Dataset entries
********************
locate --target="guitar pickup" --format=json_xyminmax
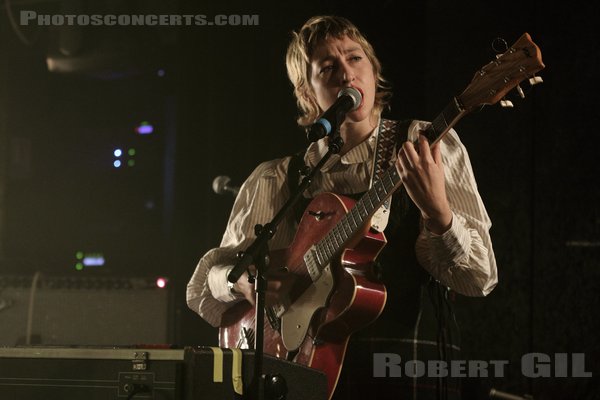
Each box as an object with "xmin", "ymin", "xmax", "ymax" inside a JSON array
[{"xmin": 308, "ymin": 210, "xmax": 334, "ymax": 221}]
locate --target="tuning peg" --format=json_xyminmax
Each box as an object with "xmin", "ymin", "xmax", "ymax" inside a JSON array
[{"xmin": 529, "ymin": 76, "xmax": 544, "ymax": 86}]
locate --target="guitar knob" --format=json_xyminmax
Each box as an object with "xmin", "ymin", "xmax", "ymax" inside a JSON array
[{"xmin": 529, "ymin": 76, "xmax": 544, "ymax": 86}]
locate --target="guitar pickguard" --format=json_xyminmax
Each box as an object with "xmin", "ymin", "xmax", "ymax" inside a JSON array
[{"xmin": 281, "ymin": 265, "xmax": 334, "ymax": 351}]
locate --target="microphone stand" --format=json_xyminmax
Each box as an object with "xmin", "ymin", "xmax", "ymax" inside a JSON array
[{"xmin": 227, "ymin": 130, "xmax": 344, "ymax": 400}]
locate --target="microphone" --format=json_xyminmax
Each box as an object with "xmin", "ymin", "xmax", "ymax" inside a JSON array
[
  {"xmin": 213, "ymin": 175, "xmax": 240, "ymax": 196},
  {"xmin": 306, "ymin": 87, "xmax": 362, "ymax": 142}
]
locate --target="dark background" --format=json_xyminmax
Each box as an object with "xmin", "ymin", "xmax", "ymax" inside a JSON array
[{"xmin": 0, "ymin": 0, "xmax": 600, "ymax": 399}]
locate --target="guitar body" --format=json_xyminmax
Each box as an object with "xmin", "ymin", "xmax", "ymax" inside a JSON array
[{"xmin": 219, "ymin": 193, "xmax": 386, "ymax": 397}]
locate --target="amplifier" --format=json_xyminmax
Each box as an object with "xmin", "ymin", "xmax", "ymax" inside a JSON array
[
  {"xmin": 0, "ymin": 346, "xmax": 327, "ymax": 400},
  {"xmin": 0, "ymin": 275, "xmax": 174, "ymax": 346}
]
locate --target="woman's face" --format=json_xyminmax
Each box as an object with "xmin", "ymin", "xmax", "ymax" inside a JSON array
[{"xmin": 310, "ymin": 36, "xmax": 376, "ymax": 123}]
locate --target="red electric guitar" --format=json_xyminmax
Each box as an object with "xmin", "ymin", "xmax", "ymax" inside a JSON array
[{"xmin": 219, "ymin": 33, "xmax": 544, "ymax": 398}]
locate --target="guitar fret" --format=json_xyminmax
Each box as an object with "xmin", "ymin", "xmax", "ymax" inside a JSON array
[
  {"xmin": 367, "ymin": 192, "xmax": 379, "ymax": 210},
  {"xmin": 341, "ymin": 218, "xmax": 352, "ymax": 239},
  {"xmin": 325, "ymin": 233, "xmax": 334, "ymax": 259},
  {"xmin": 381, "ymin": 171, "xmax": 396, "ymax": 193},
  {"xmin": 363, "ymin": 192, "xmax": 375, "ymax": 211},
  {"xmin": 350, "ymin": 203, "xmax": 363, "ymax": 228},
  {"xmin": 331, "ymin": 225, "xmax": 344, "ymax": 249},
  {"xmin": 347, "ymin": 208, "xmax": 358, "ymax": 229},
  {"xmin": 315, "ymin": 243, "xmax": 327, "ymax": 267}
]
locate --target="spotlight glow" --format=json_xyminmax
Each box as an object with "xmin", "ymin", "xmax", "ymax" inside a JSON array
[{"xmin": 156, "ymin": 278, "xmax": 169, "ymax": 289}]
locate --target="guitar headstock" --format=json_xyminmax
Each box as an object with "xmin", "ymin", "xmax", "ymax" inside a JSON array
[{"xmin": 458, "ymin": 33, "xmax": 545, "ymax": 110}]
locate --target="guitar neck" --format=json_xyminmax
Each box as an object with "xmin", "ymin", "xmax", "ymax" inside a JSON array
[{"xmin": 313, "ymin": 98, "xmax": 468, "ymax": 267}]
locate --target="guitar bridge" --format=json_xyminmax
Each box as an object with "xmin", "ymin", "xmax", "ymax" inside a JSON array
[{"xmin": 265, "ymin": 307, "xmax": 281, "ymax": 333}]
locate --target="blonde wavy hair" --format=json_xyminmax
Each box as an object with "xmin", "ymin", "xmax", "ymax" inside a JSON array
[{"xmin": 285, "ymin": 15, "xmax": 391, "ymax": 126}]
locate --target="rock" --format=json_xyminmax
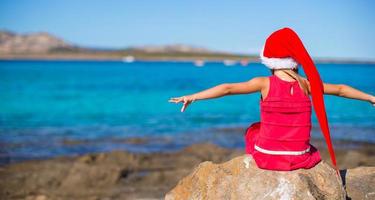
********************
▸ WHAT YOU NEED TO DO
Report how many lines of the records above contain the string "guitar", counting only matches with the same case. Give only the number.

▸ RESULT OF THE TASK
9